**READING TEXT:**
THE SECURITIES REPRESENTED HEREBY HAVE NOT BEEN REGISTERED UNDER THE SECURITIES
ACT OF 1933 (THE “SECURITIES ACT”) AND SUCH SECURITIES MAY NOT BE OFFERED, SOLD,
PLEDGED OR OTHERWISE TRANSFERRED IN THE ABSENCE OF AN EFFECTIVE REGISTRATION
STATEMENT RELATED THERETO OR AN OPINION OF COUNSEL REASONABLY SATISFACTORY TO
THE COMPANY THAT SUCH REGISTRATION IS NOT REQUIRED UNDER THE SECURITIES ACT OR
ANY APPLICABLE STATE SECURITIES LAWS.

 

7. Independent Contractor Status.

 

It is expressly understood and agreed that this is a consulting services
agreement only and does not constitute an employer/employee relationship.
Accordingly, Consultant agrees that Consultant shall be solely responsible for
the payment of its own taxes or sums due to the federal, state or local
governments, office overhead, workers compensation, fringe benefits, pension
contributions and other expenses. Consultant, including the Agent, is an
independent contractor and the Company shall have no right to control the
activities of Consultant other than to require Consultant to provide the
Services in a professional manner pursuant to the terms and conditions of this
Agreement. Consultant shall have no authority to bind the Company except as
provided for by Company in writing.

 

4

 

 

8. Covenants of the Company.

 

(a) The Company hereby covenants and agrees to indemnify and hold harmless
Consultant and its affiliates, and their respective former and current
directors, officers, employees, agents, successors and assigns, from and against
and in respect of: any and all losses and damages resulting from any (i)
misrepresentation or breach of any warranty, covenant or agreement by the
Company made or contained in this Agreement, (ii) any willful misconduct or
gross negligence on the part of the Company or any of its officers, directors,
agents or employees; and (iii) any and all actions, suit, proceedings, claims,
demands, judgments, costs and expenses, including attorney’s fees, incident to
the foregoing.

 

(b) The Company shall use commercially reasonable efforts to name Consultant as
an additional insured under its applicable insurance policies.

 

9. Confidentiality and Publicity.

 

(a) Except as required by law or court order, Consultant will keep confidential
any trade secrets or confidential or proprietary information of the Company
which are now known to Consultant or which hereinafter may become known to
Consultant and Consultant shall not at any time directly or indirectly disclose
or permit to be disclosed any such information to any person, firm, or
corporation or other entity except with the prior written permission of the
Company. Consultant acknowledges and agrees that breach of this confidentiality
provision by Consultant and/or anyone employed by or otherwise associated with
Consultant may also constitute a violation of federal and/or state securities
and other laws. For purposes of this Agreement, “trade secrets or confidential
or proprietary information” includes information that is unique to or about the
Company or its business and is not known or generally available to the public,
including, but not limited to, information obtained by attending meetings of the
Company’s board of directors. Notwithstanding the foregoing, Consultant
acknowledges that no confidential information of the Company is necessary to be
shared with Consultant in order for it to perform the Services.

**RECORDED INFORMATION:**
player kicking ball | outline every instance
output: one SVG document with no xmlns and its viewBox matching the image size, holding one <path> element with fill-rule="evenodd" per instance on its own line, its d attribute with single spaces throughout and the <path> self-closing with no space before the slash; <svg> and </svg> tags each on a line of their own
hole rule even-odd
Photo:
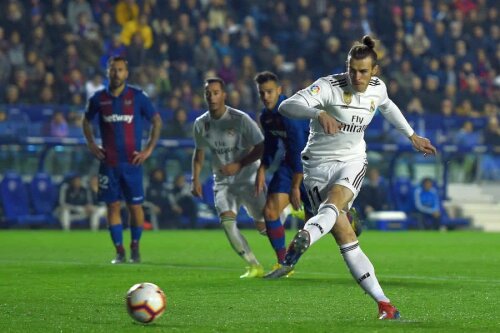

**WHAT TO DO:**
a) Translate this sentence from the consulting agreement into Spanish: "Consultant shall have no authority to bind the Company except as provided for by Company in writing."
b) According to the consulting agreement, what must the Company use commercially reasonable efforts to do?
c) Continue the consulting agreement from its last sentence.

**OUTPUTS BY TASK:**
a) El Consultor no tendrá facultad alguna para obligar a la Compañía, salvo según lo disponga la Compañía por escrito.

b) It must use commercially reasonable efforts to name Consultant as an additional insured under its applicable insurance policies.

c)
 

(b) Consultant will not use any trade name, trademark, service mark, or logo of
the Company (or any name, mark, or logo confusingly similar thereto) in any
advertising, promotions, or otherwise, without the Company’s prior written
consent or as described herein. Consultant will not issue press releases or
publicity relating to the Company or this Agreement or reference the Company or
its affiliates in any brochures, advertisements, client lists or other
promotional materials without the Company’s prior written consent.

 

10. Miscellaneous Provisions.

 

(a) Notices. Any notice, request, demand or other communications required or
permitted pursuant to this Agreement shall be in writing and shall be deemed to
have been properly given if delivered in person or by courier or other overnight
carrier, by certified or registered mail, postage prepaid and return receipt
requested, or by electronic mail to each party hereto at the address indicated
below or at any other address as may be designated from time to time by written
notice to each party. Such notice shall be deemed given upon delivery.

 

5

 

 

If to Consultant: XLR8 Capital Partners, LLC   6360 NW 5th Way, Suite 200
Fort Lauderdale, FL 33309

 

If to the Company: FlexShopper, Inc.   2700 North Military Trail, Ste. 200
Boca Raton, FL 33431   Attention: Chief Executive Officer

 

(b) Survival. In the event of any termination of this Agreement, Sections 7, 9
10 and 11 hereof shall survive and continue in effect.

 

(c) Assignment. This Agreement may not be assigned by the Company or Consultant
without the other party’s written consent.

 

(d) Entire Agreement. This Agreement constitutes the entire agreement between
the parties hereto relating to the subject matter hereof, and supersedes all
prior written or oral agreements, commitments or understandings with respect to
the matters provided for herein, and no modification shall be binding unless set
forth in writing and duly executed by each party hereto.

 

(e) Modification of Agreement. Any modification of this Agreement or additional
obligation assumed by either party in connection with this Agreement shall be
binding only if evidenced in writing signed by each party or an authorized
representative of each party.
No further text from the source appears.